What’s going on here?
TAKE THE LEAD
This story is about management neither acknowledging nor recognizing the value of its employees. The issue continues to manifest itself against on-air talent, engineers, sales reps and, at some stations, entire staff rosters.
The solution to this ongoing problem is leadership. When a general manager or market manager doesn’t know his or her employees on a first-name basis and is not involved with their performance evaluations, department heads will wield power that many of them don’t have enough experience to handle.
And don’t tell me that a market manager can’t take on responsibility for that volume of employees. I once worked for a CEO/chief operating officer who knew the name of and something about every employee in his chain of stations. This enabled him to greet an employee by name and inquire about his well-being at any encounter.
Leadership is about commitment to excellence, valuing everyone’s contribution and nurturing loyalty. Why are these attributes important? Because such leaders are capable of creating a happy environment in which employees do their very best to drive success at all levels.

(GOAL 1): Summarize the passage on station leadership in two sentences.
(GOAL 2): In the passage on station leadership, what did the CEO/chief operating officer know about every employee in his chain of stations?

(RECORD EXTRACTS):
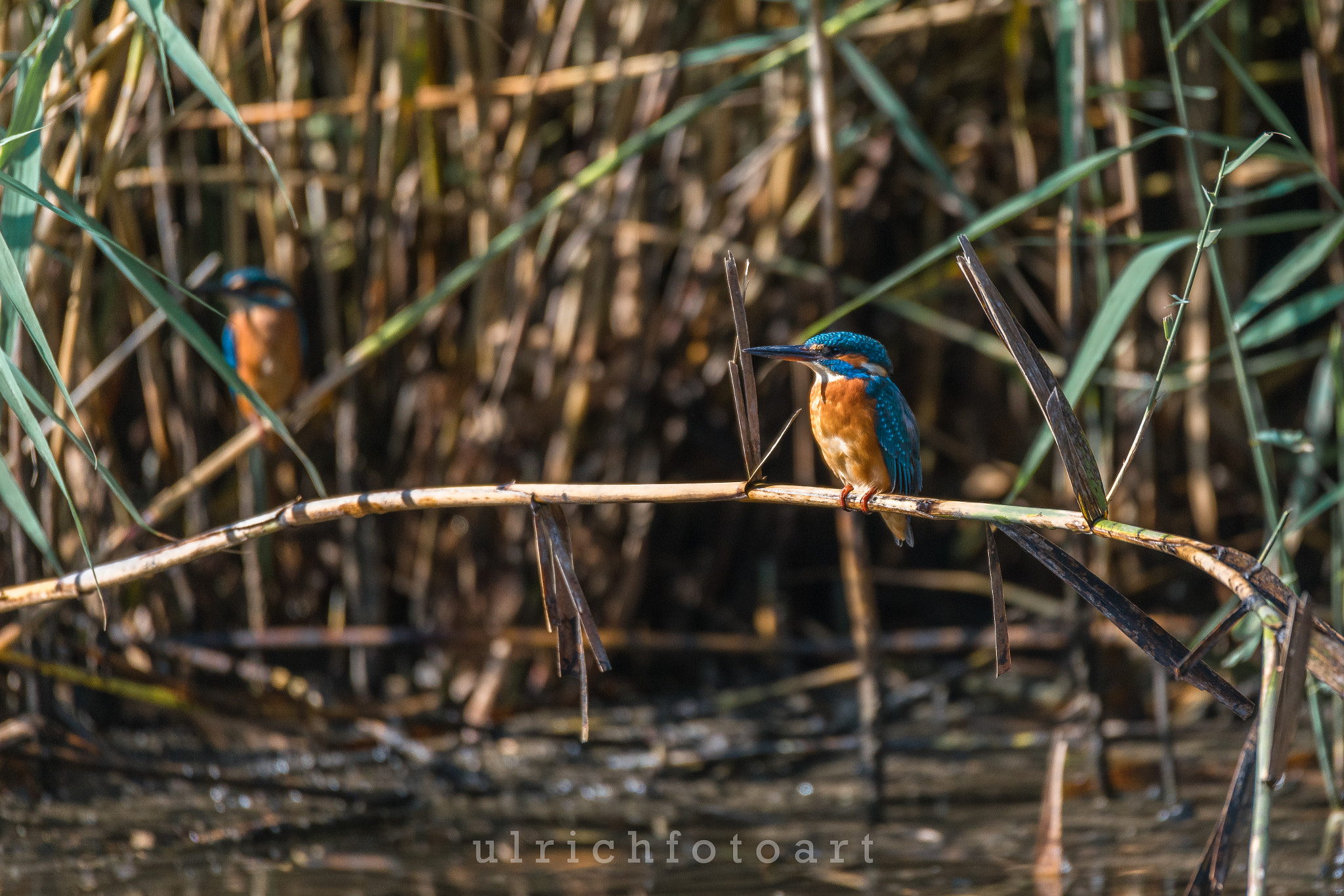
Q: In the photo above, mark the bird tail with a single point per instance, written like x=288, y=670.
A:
x=901, y=527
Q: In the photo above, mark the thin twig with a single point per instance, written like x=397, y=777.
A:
x=1175, y=328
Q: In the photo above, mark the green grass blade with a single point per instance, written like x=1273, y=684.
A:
x=1208, y=11
x=15, y=293
x=46, y=410
x=155, y=26
x=1260, y=98
x=27, y=108
x=184, y=55
x=12, y=396
x=1101, y=335
x=22, y=511
x=1272, y=113
x=1246, y=153
x=1290, y=272
x=1276, y=188
x=1318, y=507
x=998, y=215
x=738, y=46
x=148, y=283
x=1300, y=312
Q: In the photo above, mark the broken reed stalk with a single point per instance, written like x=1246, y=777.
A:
x=1231, y=569
x=1270, y=680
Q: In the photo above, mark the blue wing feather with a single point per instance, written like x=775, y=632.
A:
x=226, y=340
x=898, y=436
x=230, y=347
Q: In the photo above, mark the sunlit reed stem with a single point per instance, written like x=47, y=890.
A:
x=1270, y=674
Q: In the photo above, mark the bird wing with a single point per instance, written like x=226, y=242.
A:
x=230, y=347
x=898, y=434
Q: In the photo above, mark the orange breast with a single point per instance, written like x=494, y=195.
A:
x=269, y=352
x=843, y=422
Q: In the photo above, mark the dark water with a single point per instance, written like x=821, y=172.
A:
x=956, y=824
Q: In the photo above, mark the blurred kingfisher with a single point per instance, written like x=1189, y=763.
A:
x=264, y=336
x=862, y=422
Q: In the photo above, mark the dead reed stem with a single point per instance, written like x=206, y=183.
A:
x=1234, y=570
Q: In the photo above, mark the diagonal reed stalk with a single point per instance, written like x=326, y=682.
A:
x=1231, y=569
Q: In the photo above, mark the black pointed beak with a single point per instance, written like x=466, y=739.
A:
x=784, y=352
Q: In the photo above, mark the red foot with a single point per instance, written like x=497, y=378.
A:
x=867, y=496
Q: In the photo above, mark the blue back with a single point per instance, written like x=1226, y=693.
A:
x=255, y=280
x=898, y=434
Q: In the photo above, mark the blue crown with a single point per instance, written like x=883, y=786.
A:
x=845, y=343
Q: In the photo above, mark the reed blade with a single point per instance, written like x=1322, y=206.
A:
x=564, y=552
x=1077, y=455
x=1211, y=874
x=545, y=569
x=749, y=415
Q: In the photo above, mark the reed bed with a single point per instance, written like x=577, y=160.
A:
x=507, y=223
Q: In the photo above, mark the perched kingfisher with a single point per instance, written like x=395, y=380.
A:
x=264, y=336
x=862, y=422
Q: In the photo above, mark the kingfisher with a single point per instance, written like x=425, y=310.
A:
x=862, y=422
x=264, y=338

(CORRECT OUTPUT 1): The passage argues that management often fails to recognize the value of employees such as on-air talent, engineers and sales reps, and that the solution is leadership. It holds that general or market managers should know their staff by first name and take part in their performance evaluations, because leaders who value everyone's contribution create a happy environment in which employees do their very best.

(CORRECT OUTPUT 2): He knew the name of and something about every employee.